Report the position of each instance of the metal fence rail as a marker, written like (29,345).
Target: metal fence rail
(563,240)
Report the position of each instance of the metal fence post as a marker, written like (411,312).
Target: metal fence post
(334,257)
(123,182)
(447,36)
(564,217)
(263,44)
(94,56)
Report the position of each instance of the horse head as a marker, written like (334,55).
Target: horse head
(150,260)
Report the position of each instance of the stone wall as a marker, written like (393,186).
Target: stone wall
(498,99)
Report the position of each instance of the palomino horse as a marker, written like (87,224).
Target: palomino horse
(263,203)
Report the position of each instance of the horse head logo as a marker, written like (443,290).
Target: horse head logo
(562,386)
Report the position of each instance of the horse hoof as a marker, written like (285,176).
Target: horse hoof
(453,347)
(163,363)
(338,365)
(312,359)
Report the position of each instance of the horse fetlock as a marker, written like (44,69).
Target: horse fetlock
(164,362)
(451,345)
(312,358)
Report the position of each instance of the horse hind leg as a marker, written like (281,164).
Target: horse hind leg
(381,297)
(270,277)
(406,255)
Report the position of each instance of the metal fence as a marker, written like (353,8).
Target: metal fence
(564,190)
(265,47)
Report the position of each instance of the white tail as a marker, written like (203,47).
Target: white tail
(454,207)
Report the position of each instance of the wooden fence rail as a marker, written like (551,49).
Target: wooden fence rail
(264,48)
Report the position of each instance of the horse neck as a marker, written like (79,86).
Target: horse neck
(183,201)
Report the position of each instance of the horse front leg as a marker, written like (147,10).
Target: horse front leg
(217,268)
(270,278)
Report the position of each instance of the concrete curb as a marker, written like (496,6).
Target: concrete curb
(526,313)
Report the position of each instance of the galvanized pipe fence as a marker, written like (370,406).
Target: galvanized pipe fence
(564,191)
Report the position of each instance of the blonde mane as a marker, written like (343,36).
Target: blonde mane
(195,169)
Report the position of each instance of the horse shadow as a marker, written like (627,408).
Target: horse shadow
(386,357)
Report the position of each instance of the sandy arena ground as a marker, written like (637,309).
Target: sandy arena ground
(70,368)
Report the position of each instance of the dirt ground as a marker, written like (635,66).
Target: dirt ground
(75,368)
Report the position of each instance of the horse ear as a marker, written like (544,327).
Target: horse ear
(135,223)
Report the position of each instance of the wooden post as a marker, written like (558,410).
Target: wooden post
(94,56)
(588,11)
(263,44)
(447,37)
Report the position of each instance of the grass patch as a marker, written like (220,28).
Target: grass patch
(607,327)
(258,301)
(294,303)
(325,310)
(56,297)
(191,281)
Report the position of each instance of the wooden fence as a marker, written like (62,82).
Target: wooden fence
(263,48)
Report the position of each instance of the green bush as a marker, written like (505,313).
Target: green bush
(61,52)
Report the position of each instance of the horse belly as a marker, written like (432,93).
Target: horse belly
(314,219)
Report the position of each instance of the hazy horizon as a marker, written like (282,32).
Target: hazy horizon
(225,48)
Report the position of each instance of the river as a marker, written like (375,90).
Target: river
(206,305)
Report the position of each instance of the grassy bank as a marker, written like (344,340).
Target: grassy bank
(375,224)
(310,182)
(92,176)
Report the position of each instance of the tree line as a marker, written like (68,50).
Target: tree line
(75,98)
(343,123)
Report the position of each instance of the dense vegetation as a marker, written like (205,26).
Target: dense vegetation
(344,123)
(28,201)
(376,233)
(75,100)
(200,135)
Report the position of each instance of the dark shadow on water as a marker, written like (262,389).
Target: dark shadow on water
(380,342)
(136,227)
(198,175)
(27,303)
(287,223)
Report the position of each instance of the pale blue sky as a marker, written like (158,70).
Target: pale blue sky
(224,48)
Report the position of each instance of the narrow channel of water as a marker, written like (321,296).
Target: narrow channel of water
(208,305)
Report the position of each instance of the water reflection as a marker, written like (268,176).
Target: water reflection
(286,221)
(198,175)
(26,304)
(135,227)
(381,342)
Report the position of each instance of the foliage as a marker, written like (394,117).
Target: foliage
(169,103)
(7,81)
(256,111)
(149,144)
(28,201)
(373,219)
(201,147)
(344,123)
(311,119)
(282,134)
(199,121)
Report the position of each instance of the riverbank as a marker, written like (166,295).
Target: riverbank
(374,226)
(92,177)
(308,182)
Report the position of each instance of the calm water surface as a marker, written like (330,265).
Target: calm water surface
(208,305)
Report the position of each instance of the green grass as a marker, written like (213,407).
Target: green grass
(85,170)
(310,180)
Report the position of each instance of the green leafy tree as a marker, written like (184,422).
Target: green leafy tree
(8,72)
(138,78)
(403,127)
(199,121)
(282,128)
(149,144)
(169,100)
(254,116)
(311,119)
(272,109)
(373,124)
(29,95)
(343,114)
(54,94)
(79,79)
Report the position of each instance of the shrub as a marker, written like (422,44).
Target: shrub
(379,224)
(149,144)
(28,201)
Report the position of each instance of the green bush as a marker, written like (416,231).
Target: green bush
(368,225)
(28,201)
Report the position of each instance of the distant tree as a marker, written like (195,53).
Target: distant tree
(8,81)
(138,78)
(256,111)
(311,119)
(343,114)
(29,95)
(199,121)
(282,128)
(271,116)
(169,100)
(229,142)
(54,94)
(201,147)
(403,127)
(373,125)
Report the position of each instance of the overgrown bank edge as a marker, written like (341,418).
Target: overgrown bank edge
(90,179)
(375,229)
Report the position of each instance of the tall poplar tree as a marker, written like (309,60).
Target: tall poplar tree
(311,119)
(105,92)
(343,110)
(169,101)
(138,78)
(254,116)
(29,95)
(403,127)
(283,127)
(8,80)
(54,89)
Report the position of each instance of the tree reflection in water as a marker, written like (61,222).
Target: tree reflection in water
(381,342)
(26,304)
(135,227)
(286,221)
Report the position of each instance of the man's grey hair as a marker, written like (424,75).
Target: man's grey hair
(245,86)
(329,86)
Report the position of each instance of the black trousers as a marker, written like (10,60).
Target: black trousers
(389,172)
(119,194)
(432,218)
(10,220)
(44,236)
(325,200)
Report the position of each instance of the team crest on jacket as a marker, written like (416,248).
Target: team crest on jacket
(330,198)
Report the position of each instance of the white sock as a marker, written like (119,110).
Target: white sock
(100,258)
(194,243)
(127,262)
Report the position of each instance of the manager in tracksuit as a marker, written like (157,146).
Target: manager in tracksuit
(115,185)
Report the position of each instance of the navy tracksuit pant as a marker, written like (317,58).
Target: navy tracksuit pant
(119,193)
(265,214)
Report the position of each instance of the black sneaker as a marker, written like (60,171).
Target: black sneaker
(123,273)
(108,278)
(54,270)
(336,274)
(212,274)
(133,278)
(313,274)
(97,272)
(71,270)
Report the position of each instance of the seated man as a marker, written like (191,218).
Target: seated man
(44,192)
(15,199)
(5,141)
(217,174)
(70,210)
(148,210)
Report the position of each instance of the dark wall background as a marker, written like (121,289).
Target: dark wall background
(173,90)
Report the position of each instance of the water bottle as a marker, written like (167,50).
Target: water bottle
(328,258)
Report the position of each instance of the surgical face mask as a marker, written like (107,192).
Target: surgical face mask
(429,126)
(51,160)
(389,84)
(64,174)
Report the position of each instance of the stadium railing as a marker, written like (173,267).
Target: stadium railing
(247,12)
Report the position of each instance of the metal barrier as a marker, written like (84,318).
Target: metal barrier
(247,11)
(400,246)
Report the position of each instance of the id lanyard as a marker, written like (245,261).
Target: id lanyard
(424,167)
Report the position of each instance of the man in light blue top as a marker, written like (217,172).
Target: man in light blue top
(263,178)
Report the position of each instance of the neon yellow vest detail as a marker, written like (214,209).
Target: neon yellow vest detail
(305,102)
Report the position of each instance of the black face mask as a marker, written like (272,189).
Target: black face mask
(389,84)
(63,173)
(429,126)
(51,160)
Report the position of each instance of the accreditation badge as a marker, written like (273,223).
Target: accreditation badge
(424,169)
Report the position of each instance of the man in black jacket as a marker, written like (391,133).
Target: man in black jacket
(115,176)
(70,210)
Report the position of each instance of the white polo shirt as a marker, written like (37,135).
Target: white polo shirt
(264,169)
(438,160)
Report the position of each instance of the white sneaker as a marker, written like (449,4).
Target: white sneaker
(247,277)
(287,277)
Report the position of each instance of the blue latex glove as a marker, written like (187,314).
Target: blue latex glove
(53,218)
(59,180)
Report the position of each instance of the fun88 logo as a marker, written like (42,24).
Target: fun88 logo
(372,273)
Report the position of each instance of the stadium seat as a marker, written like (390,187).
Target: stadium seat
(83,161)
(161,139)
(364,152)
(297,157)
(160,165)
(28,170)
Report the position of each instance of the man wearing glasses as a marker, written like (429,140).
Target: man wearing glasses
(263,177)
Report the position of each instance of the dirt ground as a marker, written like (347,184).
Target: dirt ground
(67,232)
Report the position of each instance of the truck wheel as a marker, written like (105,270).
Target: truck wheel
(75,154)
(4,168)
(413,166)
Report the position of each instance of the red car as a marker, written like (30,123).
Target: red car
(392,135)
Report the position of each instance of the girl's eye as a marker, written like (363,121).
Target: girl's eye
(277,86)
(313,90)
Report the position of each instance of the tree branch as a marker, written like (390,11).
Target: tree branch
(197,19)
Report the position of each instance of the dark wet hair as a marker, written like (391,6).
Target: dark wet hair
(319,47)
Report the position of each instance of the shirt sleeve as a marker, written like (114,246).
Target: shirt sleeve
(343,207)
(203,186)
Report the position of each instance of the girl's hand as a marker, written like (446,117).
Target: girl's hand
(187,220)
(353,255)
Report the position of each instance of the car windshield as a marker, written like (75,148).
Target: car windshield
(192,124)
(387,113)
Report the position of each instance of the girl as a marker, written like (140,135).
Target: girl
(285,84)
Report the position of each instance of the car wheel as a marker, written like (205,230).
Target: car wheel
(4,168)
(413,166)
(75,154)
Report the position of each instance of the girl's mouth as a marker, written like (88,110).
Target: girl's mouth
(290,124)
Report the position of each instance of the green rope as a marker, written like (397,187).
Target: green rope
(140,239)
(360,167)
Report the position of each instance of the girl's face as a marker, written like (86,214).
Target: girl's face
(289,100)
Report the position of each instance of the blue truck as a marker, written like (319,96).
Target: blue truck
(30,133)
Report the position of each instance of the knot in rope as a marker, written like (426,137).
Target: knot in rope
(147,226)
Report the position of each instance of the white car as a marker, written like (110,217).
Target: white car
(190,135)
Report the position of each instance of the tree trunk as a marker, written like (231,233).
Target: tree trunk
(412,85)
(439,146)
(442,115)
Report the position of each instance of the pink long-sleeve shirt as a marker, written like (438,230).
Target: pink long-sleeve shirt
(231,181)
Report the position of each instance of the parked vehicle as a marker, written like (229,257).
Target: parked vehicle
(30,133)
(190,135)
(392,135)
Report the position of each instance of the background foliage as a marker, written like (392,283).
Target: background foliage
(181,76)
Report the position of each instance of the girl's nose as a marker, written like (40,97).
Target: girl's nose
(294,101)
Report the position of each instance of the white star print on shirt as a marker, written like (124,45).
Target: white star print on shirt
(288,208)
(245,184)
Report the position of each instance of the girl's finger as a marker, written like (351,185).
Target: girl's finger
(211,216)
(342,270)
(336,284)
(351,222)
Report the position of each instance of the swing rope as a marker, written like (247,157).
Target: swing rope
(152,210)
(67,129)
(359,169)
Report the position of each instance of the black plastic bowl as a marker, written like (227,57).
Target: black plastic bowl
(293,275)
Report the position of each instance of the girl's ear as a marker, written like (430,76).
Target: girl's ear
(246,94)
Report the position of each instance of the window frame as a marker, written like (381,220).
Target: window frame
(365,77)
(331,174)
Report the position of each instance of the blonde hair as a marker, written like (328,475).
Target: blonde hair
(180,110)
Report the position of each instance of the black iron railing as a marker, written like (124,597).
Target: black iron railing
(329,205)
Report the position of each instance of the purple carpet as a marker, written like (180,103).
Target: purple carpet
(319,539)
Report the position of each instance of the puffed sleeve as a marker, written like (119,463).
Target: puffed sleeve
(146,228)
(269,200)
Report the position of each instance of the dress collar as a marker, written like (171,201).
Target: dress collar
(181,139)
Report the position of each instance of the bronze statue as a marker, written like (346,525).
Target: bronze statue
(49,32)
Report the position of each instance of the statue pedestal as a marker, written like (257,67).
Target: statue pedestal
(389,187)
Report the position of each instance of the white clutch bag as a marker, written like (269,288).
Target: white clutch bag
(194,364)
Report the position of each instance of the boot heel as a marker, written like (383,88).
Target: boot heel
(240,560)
********
Output exactly the lines of the records from the first through the one bearing "Report the position of each instance of the metal fence post", both ends included.

● Problem solution
Report the position of each instance of the metal fence rail as a marker, written like (29,345).
Target: metal fence rail
(563,240)
Report the position of each instance of the metal fence post as a marker, written like (411,312).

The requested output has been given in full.